Object pointing dataset rows:
* * * * * * *
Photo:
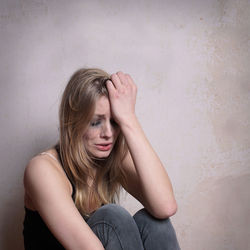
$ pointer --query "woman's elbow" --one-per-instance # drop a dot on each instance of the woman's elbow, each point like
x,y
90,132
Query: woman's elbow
* * * * * * *
__Problem to solve__: Rewrite the rows above, replacing each "elbow" with "wrist" and changing nothing else. Omit the pictures from your answer.

__Written response__:
Photo:
$ pointer --query "woman's wrist" --one-per-instance # drop a dot on each instance of the woman's wrist, each point like
x,y
90,132
Query: woman's wrist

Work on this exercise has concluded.